§ **Problem statement**
Could you please repeat all of the entries exactly as written?
-- Opening Marker --
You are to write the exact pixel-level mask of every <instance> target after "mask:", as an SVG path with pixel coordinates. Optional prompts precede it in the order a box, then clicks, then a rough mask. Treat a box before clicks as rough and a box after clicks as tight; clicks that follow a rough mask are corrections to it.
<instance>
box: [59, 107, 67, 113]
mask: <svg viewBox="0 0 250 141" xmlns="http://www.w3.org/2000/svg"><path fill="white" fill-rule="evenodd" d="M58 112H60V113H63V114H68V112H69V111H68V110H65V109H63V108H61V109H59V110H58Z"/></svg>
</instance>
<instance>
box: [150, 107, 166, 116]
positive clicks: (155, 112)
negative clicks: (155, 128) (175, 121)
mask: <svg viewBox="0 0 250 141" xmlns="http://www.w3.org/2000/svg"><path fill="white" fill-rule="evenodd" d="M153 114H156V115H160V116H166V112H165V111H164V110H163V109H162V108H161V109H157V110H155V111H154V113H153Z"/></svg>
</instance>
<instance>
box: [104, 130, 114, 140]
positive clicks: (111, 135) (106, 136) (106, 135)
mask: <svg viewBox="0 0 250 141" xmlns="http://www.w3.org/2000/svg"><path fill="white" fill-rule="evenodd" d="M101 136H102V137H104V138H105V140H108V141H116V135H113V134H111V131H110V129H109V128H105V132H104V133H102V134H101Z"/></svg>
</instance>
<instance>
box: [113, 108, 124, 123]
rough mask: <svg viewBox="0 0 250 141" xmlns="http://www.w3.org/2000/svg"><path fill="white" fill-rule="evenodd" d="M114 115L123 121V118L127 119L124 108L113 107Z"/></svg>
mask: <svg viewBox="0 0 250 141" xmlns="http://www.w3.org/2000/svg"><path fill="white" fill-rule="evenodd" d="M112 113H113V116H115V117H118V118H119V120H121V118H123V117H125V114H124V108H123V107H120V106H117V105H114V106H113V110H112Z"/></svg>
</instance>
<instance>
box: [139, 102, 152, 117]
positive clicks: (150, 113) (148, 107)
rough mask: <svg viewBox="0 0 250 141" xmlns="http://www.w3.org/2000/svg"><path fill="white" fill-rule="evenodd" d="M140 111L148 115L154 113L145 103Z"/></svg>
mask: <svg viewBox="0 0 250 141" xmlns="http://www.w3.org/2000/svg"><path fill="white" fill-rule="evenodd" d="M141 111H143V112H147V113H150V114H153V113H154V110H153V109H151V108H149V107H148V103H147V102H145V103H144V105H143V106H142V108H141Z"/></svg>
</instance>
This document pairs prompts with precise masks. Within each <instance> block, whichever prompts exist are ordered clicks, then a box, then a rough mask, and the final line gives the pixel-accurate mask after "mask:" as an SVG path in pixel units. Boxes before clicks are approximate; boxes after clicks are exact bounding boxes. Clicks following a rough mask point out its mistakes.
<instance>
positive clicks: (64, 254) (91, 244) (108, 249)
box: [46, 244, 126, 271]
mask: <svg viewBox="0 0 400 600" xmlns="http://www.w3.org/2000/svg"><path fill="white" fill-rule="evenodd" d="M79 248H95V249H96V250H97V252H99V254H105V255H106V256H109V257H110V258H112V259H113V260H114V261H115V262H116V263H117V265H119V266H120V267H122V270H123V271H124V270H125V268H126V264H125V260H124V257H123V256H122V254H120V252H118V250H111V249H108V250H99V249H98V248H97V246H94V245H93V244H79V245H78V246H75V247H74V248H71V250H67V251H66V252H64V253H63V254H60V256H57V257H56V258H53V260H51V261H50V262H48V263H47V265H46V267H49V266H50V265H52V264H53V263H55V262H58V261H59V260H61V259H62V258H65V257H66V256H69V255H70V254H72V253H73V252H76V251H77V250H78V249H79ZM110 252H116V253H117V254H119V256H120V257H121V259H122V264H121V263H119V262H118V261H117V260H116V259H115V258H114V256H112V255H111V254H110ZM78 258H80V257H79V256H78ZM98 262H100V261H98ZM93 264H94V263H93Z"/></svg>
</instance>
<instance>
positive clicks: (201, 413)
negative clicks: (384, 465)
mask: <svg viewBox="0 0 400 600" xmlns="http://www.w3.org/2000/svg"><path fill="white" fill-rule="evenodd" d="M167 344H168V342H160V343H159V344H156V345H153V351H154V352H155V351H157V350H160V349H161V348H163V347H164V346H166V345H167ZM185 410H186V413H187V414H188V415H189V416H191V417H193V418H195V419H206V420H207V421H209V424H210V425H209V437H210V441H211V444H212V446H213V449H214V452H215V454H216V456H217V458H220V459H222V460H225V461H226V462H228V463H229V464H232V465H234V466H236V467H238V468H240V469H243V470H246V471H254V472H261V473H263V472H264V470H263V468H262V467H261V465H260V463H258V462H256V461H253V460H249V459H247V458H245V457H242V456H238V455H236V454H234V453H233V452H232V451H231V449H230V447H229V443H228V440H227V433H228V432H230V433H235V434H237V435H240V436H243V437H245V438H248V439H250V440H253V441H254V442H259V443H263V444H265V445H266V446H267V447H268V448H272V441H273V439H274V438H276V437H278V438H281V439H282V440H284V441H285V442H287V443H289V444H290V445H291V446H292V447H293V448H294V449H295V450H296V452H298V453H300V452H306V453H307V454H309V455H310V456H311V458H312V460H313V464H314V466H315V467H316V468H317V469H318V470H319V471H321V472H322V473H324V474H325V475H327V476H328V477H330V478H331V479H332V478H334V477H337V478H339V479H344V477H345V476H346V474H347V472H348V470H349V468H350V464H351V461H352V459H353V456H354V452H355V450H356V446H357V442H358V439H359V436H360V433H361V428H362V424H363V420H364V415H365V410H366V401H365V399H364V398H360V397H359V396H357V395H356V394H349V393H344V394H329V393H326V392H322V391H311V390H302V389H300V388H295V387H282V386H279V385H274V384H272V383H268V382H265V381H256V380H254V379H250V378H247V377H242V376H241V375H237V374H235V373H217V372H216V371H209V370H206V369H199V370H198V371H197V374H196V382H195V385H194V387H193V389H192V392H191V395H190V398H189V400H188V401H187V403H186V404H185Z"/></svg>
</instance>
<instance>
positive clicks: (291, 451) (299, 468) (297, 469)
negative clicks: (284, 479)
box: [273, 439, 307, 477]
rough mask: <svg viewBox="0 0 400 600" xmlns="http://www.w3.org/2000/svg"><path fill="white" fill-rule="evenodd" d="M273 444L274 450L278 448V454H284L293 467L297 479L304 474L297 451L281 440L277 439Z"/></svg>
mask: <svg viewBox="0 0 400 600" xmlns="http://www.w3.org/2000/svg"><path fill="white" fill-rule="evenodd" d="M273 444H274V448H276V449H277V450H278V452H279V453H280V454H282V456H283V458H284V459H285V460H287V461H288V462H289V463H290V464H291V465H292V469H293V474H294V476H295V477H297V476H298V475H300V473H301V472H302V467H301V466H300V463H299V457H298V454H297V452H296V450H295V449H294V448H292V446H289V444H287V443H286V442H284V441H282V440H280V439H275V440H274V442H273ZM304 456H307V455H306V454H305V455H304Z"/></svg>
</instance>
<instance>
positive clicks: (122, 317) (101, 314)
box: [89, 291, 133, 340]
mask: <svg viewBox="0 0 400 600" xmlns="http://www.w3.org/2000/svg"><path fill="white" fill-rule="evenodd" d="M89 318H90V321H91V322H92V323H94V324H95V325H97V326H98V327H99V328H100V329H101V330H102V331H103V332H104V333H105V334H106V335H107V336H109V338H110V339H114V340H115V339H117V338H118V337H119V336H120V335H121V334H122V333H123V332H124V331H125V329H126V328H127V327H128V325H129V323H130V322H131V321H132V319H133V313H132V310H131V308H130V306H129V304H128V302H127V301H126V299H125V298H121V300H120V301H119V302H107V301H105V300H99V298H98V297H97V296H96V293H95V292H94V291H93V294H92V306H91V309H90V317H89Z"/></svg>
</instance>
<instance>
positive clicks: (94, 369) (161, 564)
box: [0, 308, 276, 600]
-- Closing Marker --
§ **Finished task**
You are to write the exact pixel-level mask of every <instance> target after "mask:", as an SVG path with pixel coordinates. Optional prompts precede it in the order a box, then clicks, then a rough mask. Treat a box before clicks as rough and a box after clicks as tight; clicks that follow a rough mask are corrections to it.
<instance>
box: [59, 107, 67, 113]
mask: <svg viewBox="0 0 250 141" xmlns="http://www.w3.org/2000/svg"><path fill="white" fill-rule="evenodd" d="M58 112H60V113H63V114H68V112H69V111H68V110H65V109H63V108H61V109H59V110H58Z"/></svg>
</instance>
<instance>
box: [150, 107, 166, 116]
positive clicks: (155, 112)
negative clicks: (155, 128) (175, 121)
mask: <svg viewBox="0 0 250 141" xmlns="http://www.w3.org/2000/svg"><path fill="white" fill-rule="evenodd" d="M153 114H156V115H160V116H166V112H165V111H164V110H163V109H162V108H161V109H157V110H155V111H154V113H153Z"/></svg>
</instance>
<instance>
box: [104, 130, 114, 140]
positive clicks: (111, 135) (106, 136) (106, 135)
mask: <svg viewBox="0 0 250 141" xmlns="http://www.w3.org/2000/svg"><path fill="white" fill-rule="evenodd" d="M101 136H102V137H104V138H105V140H108V141H116V135H113V134H111V131H110V129H109V128H105V132H104V133H102V134H101Z"/></svg>
</instance>
<instance>
box: [113, 108, 124, 123]
rough mask: <svg viewBox="0 0 250 141" xmlns="http://www.w3.org/2000/svg"><path fill="white" fill-rule="evenodd" d="M114 115L123 121V118L127 119L124 108L113 107Z"/></svg>
mask: <svg viewBox="0 0 250 141" xmlns="http://www.w3.org/2000/svg"><path fill="white" fill-rule="evenodd" d="M112 113H113V116H115V117H118V118H119V120H121V118H123V117H125V114H124V108H123V107H120V106H117V105H114V106H113V110H112Z"/></svg>
</instance>
<instance>
box: [139, 102, 152, 117]
positive clicks: (150, 113) (148, 107)
rough mask: <svg viewBox="0 0 250 141" xmlns="http://www.w3.org/2000/svg"><path fill="white" fill-rule="evenodd" d="M140 111L148 115L154 113L145 103Z"/></svg>
mask: <svg viewBox="0 0 250 141" xmlns="http://www.w3.org/2000/svg"><path fill="white" fill-rule="evenodd" d="M141 111H143V112H147V113H150V114H153V113H154V110H153V109H151V108H149V107H148V103H147V102H145V103H144V105H143V106H142V108H141Z"/></svg>
</instance>
This document pairs prompts with precise masks. Within each <instance> block, whichever prompts exist are ordered clicks, then a box, then a rough mask, and the final line gives the pixel-accurate mask after "mask:" as an SVG path in pixel units. Boxes before clicks are approximate; boxes after clicks are exact bounding boxes. Clicks following a rough mask point out its mistakes.
<instance>
positive clicks: (64, 254) (91, 244) (108, 249)
box: [46, 244, 126, 271]
mask: <svg viewBox="0 0 400 600" xmlns="http://www.w3.org/2000/svg"><path fill="white" fill-rule="evenodd" d="M79 248H95V249H96V250H97V252H99V254H105V255H106V256H109V257H110V258H112V259H113V260H114V261H115V262H116V263H117V265H119V266H120V267H122V270H123V271H124V270H125V268H126V264H125V260H124V257H123V256H122V254H120V252H118V250H111V249H108V250H99V249H98V248H97V246H94V245H93V244H79V245H78V246H75V247H74V248H71V250H67V251H66V252H64V253H63V254H60V256H57V257H56V258H53V260H51V261H50V262H48V263H47V265H46V267H49V266H50V265H52V264H53V263H55V262H58V261H59V260H61V259H62V258H65V257H66V256H69V255H70V254H72V253H73V252H76V251H77V250H78V249H79ZM110 252H116V253H117V254H119V256H120V257H121V259H122V264H121V263H119V262H118V261H117V260H116V259H115V258H114V256H112V255H111V254H110ZM78 258H80V257H79V256H78ZM98 262H100V261H98ZM93 264H94V263H93Z"/></svg>
</instance>
<instance>
positive clicks: (201, 413)
negative clicks: (384, 465)
mask: <svg viewBox="0 0 400 600" xmlns="http://www.w3.org/2000/svg"><path fill="white" fill-rule="evenodd" d="M167 344H168V342H160V343H159V344H156V345H153V351H154V352H155V351H157V350H160V349H161V348H163V347H164V346H166V345H167ZM185 410H186V413H187V414H188V415H189V416H191V417H193V418H195V419H206V420H207V421H209V424H210V425H209V437H210V441H211V444H212V446H213V449H214V452H215V454H216V456H217V458H220V459H222V460H225V461H226V462H228V463H229V464H232V465H234V466H236V467H238V468H240V469H243V470H246V471H254V472H261V473H263V472H264V470H263V468H262V467H261V465H260V463H258V462H256V461H253V460H249V459H247V458H245V457H242V456H238V455H236V454H234V453H233V452H232V451H231V449H230V447H229V443H228V440H227V433H228V432H230V433H235V434H237V435H240V436H243V437H245V438H248V439H250V440H253V441H254V442H259V443H263V444H265V445H266V446H267V447H268V448H272V441H273V439H274V438H276V437H278V438H281V439H282V440H284V441H285V442H287V443H289V444H290V445H291V446H292V447H293V448H294V449H295V450H296V452H298V453H300V452H306V453H307V454H309V455H310V456H311V458H312V460H313V464H314V466H315V467H316V468H317V469H318V470H319V471H321V472H322V473H324V474H325V475H327V476H328V477H330V478H331V479H332V478H334V477H337V478H339V479H344V477H345V476H346V474H347V472H348V470H349V468H350V464H351V461H352V459H353V456H354V452H355V450H356V446H357V442H358V439H359V436H360V433H361V428H362V424H363V420H364V415H365V410H366V401H365V399H364V398H360V397H359V396H357V395H356V394H349V393H344V394H329V393H326V392H322V391H311V390H302V389H300V388H295V387H282V386H279V385H274V384H272V383H268V382H265V381H256V380H254V379H250V378H247V377H242V376H241V375H237V374H235V373H217V372H216V371H209V370H206V369H199V370H198V371H197V374H196V382H195V385H194V387H193V389H192V392H191V395H190V398H189V400H188V401H187V403H186V404H185Z"/></svg>
</instance>
<instance>
positive clicks: (291, 451) (299, 468) (297, 469)
negative clicks: (284, 479)
box: [273, 439, 307, 477]
rough mask: <svg viewBox="0 0 400 600" xmlns="http://www.w3.org/2000/svg"><path fill="white" fill-rule="evenodd" d="M273 444L274 450L278 448V454H284L293 467L297 479L304 474L297 451L281 440L277 439Z"/></svg>
mask: <svg viewBox="0 0 400 600" xmlns="http://www.w3.org/2000/svg"><path fill="white" fill-rule="evenodd" d="M273 444H274V448H276V449H277V450H278V452H279V453H280V454H282V456H283V458H284V459H285V460H287V461H288V462H289V463H290V464H291V465H292V469H293V474H294V476H295V477H297V476H298V475H300V473H301V472H302V467H301V466H300V463H299V457H298V454H297V452H296V450H295V449H294V448H292V446H289V444H287V443H286V442H284V441H282V440H280V439H275V440H274V442H273ZM304 456H307V455H306V454H305V455H304Z"/></svg>
</instance>
<instance>
positive clicks: (122, 317) (101, 314)
box: [89, 291, 133, 340]
mask: <svg viewBox="0 0 400 600" xmlns="http://www.w3.org/2000/svg"><path fill="white" fill-rule="evenodd" d="M89 318H90V321H91V322H92V323H94V324H95V325H97V326H98V327H99V328H100V329H101V330H102V331H103V332H104V333H105V334H106V335H107V336H109V338H110V339H114V340H115V339H117V338H118V337H119V336H120V335H121V334H122V333H123V332H124V331H125V329H126V328H127V327H128V325H129V323H130V322H131V321H132V319H133V313H132V310H131V308H130V306H129V304H128V302H127V301H126V299H125V298H121V300H120V301H119V302H107V301H105V300H99V298H98V297H97V296H96V293H95V292H94V291H93V294H92V306H91V309H90V317H89Z"/></svg>
</instance>
<instance>
positive clicks: (94, 369) (161, 564)
box: [0, 308, 276, 600]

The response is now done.